ECH Keep Connected

Jan’s Journey Back to Independence

“I can be a very determined person,” says Jan smiling across at her husband Bill.

In February, Jan woke in the night unable to talk, walk, or get out of bed. She had experienced a major stroke and shortly after arriving at the hospital her husband Bill was advised to think about arrangements for Residential Care and he was advised it was unlikely Jan would ever return home.

Jan spent three weeks in the Royal Adelaide Hospital followed by seven weeks in the Hampstead Rehabilitation Centre. She had one clear goal in mind – to get back home. “I kept telling the staff I had to get home for my granddaughter’s 21st birthday party. With the help of a TCP with ECH, I did get home and I went to her party!” says Jan.

ECH arranged for Jan to return home with a Transitional Care Package offering a range of support including Personal Care, Exercise Physiology, Physiotherapy, Speech Pathology and Occupational Therapy.

Bill and Jan have been married for 54 years, and Bill has been at Jan’s side for every step of her recovery.

“The Transitional Care from ECH was brilliant,” says Bill. “Before Jan even came home, I sent photos to an ECH Occupational Therapist of our chairs, bed, bathroom and garden – everywhere Jan walked around our home – so they could begin assessing if we needed handrails or other changes.

“Our first appointment with ECH was at 12:30pm on the day Jan was discharged from hospital, as we arrived home, ECH was already here helping us. I cannot thank the staff enough for the support they have provided to aid Jan’s recovery.”

ECH Allied Health Assistant Caleb Renshaw says Transitional Care Packages are an important step for people who want to improve their health after a traumatic physical experience like a stroke.

“It’s really the second step in rehab,” says Caleb. “It’s all about improving quality of life and independence and helping people to reach their goals.”

“Jan wanted to be able to do what she did before, help out around the home and cook with her husband and we’ve helped her achieve that,” he said.

Before the stroke Jan and Bill were busy retirees, helping in their church, sailing, doing pilates and spending time with friends and family. On the weekend before Jan’s stroke, the couple – who used to run a bakery – cooked 700 pancakes for a church fundraiser.

**ENTRIES PROVIDED**
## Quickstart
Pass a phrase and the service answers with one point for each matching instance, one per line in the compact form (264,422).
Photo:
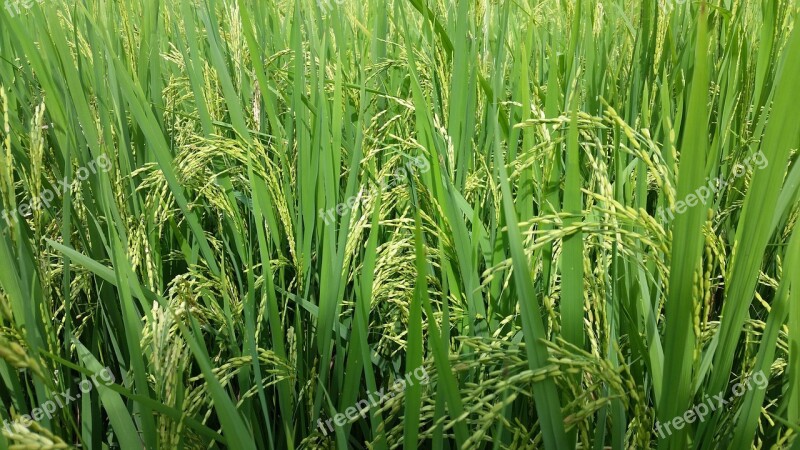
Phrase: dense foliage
(383,224)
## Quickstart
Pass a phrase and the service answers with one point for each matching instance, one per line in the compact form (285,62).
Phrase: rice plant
(416,224)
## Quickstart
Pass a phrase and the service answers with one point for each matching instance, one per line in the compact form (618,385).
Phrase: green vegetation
(578,217)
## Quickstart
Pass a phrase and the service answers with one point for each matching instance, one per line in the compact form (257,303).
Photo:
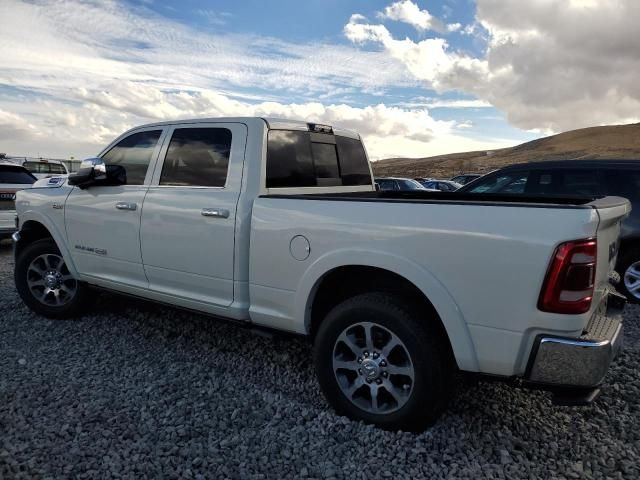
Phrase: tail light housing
(568,285)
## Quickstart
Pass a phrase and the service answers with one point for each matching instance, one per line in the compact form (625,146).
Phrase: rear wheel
(45,284)
(376,363)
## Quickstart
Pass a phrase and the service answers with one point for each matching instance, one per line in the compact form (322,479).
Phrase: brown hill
(614,141)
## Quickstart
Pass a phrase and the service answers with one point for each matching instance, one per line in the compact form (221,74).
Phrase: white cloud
(92,70)
(408,12)
(550,65)
(430,60)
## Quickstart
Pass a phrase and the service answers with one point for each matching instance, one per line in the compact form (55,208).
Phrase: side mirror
(93,171)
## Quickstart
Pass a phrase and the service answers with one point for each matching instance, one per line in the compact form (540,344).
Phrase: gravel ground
(141,391)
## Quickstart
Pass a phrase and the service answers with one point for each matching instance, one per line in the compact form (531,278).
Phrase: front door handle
(215,212)
(126,206)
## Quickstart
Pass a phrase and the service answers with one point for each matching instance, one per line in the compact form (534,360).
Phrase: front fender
(424,280)
(57,234)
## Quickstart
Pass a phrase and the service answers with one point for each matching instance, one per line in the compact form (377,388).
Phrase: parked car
(465,178)
(45,168)
(13,177)
(580,177)
(277,224)
(398,184)
(441,185)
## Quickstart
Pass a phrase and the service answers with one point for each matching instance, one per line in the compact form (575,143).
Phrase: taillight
(568,286)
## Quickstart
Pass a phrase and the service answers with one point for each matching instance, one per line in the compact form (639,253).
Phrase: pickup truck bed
(466,198)
(277,223)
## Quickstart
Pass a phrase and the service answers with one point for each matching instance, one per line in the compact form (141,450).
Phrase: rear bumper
(7,223)
(581,363)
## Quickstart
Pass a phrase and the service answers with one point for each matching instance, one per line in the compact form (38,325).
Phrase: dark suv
(580,177)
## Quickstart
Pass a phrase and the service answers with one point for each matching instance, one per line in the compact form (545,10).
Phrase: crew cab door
(103,222)
(189,213)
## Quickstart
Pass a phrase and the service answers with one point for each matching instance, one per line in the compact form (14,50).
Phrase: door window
(507,183)
(298,159)
(134,154)
(564,182)
(16,175)
(623,183)
(197,157)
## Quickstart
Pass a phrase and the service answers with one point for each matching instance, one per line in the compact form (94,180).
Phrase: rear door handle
(215,212)
(126,206)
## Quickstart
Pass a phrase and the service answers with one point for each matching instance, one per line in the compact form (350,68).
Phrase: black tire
(74,307)
(429,352)
(628,258)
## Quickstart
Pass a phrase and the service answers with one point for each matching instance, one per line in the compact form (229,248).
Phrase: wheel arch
(362,270)
(35,227)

**ACTIVITY A**
Reproduce the article on Jan's stroke recovery word for word, beginning at "ECH arranged for" and stopping after "and Occupational Therapy.".
**ACTIVITY B**
Carry on the article on Jan's stroke recovery, picking up after its final sentence.

**FINAL ANSWER A**
ECH arranged for Jan to return home with a Transitional Care Package offering a range of support including Personal Care, Exercise Physiology, Physiotherapy, Speech Pathology and Occupational Therapy.

**FINAL ANSWER B**
To go from that to Jan being unable to walk and talk was very hard for the couple.

“There were times when I just felt so disheartened,” says Jan. “But the staff at ECH were so encouraging.

I remember when I met the ECH Speech Pathologist and she was so confident. She said ‘This can be fixed. We just need to retrain your brain’, and that encouraged me to keep trying.”

“I also remember one of the ECH Exercise Physiologists was always challenging me,” she says laughing.

“She would always make me do more and try harder.”

For ECH staff like Caleb, it is incredibly satisfying to see clients achieve their goals.

“This is the best job I’ve ever had, helping people and making a real difference to their lives, it’s great,” he said.

At the end of Jan’s TCP, ECH arranged for her to continue therapy as an outpatient at the Queen Elizabeth Hospital.

Today Jan is able to speak well, walk unaided and even do the housework. Jan is extremely proud of what she has achieved, far exceeding the initial prediction that she would not live independently again.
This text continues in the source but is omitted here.